===== BRANO
Tanta gioia mi sta donando questo monte e non è ancora
finita. Scendendo ripidamente di quota per il bel marcato sentiero, noto da un
antro venire fuori una spada di ghiaccio e poco più in basso una vecchia
fornace, in ottimo stato, nascosta tra i rovi. La presenza dell’uomo è
costante, dal preistorico antro alla fornace, sto percorrendo la storia di chi
è vissuto in questi luoghi.
Cammino ancora più lentamente, quasi in punta di scarponi, perché
si fa così in casa d’altri quando si riceve la cordiale ospitalità. Presso una inerbita terrazza trovo una fonte
artificiale sormontata da un’edicola con una statuetta sacra all’interno; alla
base di essa da un rubinetto sgorga l’acqua, leggo sulla targa apposta che si
tratta della “Sorgente dell’acqua dei Malati”. Non sta a me giudicare la veridicità
sulla sacralità della fonte, ma apprezzo l’operosità di chi l’ha costruita. Nientemeno
su un pino è apposto un contenitore con tre bicchieri e un tovagliolo. Che
dire! Il sottoscritto pur essendo agnostico si commuove, mi disarma
l’ospitalità e la cordialità di questo territorio.
Il bel sentiero porta in
basso fino ad assumere la forma di un’ampia e comoda mulattiera. Rasento i
ruderi di un’altra fornace, dirigendomi in direzione di Tramonti di Sopra.
Delle stupende tabelle a uso didattico istruiscono il viandante,
accompagnandolo lungo la mulattiera di montagna chiamata “Strada da lis Fornas”.
Raggiunta la periferia del paese mi viene incontro un ciuchino grigio, dall’aria
triste. Lo saluto, mi riconosce, mi chiede se sto andando da Vittorio, gli
rispondo di sì, chiedendogli come ne sia a conoscenza. Mi risponde: <<Giorni
fa, quando vagavi sul monte Celant hai pensato di farlo. Nella valle, caro
Malfa, il pensiero vola ma non emigra.>> In questa valle sono savi anche
gli asini, penso, e salutandolo mi dirigo al cimitero, vado a far visita al mio
maestro e angelo custode, gli porto sulla tomba un sassolino che ho raccolto in
cima.
Dentro il cimitero è tutto ordinato, nessuna tomba è sprovvista di fiori,
evidentemente a Tramonti non esistono distinzioni sociali tra i morti. Che
bello! Maledettamente utopistico, ma qui lo hanno realizzato. Non nascondo che
davanti la tomba del mio Maestro ho avuto un attimo di debolezza nel vedere la
foto apposta sulla lapide. L’immagine di lui radioso, con abiti da
escursionista in montagna mi ha commosso. Questa valle è il suo regno, è qui
che lui mi ha reso allievo felice, la nostra era una bella amicizia che la
morte ha solo rafforzato.
==========
| CONSEGNA |
Nel brano sull'escursione, qual è il nome della mulattiera di montagna lungo la quale le tabelle didattiche accompagnano il viandante?
===== ELENCO
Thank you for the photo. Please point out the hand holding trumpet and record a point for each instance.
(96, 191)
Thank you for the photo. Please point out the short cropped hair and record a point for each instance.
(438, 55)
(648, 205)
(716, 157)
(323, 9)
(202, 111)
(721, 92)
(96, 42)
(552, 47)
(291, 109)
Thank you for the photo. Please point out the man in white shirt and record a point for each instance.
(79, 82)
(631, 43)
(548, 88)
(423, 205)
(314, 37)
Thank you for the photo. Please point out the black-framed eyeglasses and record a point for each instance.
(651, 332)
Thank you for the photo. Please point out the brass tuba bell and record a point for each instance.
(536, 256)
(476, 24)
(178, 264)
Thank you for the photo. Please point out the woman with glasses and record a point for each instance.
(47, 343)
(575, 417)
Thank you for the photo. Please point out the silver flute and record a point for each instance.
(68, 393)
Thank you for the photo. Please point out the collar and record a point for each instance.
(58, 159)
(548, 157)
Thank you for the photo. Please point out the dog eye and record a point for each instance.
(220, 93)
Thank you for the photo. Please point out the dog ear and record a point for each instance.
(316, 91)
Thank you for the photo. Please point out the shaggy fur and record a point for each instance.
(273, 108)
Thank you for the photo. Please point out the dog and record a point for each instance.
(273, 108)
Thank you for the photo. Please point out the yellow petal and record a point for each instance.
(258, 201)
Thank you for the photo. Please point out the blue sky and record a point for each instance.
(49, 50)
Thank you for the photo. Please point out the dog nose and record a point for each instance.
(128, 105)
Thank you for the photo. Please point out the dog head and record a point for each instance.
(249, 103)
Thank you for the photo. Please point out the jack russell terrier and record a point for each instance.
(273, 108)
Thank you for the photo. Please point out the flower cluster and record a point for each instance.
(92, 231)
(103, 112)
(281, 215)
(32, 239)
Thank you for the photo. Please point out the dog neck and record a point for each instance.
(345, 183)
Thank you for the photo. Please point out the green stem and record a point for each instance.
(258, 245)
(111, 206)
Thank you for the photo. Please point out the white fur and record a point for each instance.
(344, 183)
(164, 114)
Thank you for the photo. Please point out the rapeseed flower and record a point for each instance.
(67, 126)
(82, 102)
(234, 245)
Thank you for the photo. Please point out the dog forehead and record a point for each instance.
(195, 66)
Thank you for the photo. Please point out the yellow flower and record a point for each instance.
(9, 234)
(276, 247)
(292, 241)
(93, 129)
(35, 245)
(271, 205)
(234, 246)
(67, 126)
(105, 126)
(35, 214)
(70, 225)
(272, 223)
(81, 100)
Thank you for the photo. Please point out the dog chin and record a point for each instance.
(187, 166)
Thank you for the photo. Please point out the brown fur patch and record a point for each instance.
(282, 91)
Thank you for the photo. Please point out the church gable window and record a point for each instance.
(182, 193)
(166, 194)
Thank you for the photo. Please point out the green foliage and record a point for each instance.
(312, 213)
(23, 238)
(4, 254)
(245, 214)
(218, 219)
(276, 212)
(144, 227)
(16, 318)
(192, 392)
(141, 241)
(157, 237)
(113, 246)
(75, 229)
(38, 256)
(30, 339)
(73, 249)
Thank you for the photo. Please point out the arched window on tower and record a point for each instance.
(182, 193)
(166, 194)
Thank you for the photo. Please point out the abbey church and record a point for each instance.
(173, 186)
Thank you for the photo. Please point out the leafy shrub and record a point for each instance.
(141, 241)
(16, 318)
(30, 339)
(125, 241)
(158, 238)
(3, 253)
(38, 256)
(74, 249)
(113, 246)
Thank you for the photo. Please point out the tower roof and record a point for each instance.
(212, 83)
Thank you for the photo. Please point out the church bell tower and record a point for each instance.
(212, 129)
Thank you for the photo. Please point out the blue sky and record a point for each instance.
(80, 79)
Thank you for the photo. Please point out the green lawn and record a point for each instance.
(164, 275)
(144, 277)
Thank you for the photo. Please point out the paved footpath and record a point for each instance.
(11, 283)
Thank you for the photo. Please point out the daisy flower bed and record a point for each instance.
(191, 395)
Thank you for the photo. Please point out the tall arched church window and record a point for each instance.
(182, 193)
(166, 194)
==========
| RISPOSTA COMPLETA |
Si chiama "Strada da lis Fornas".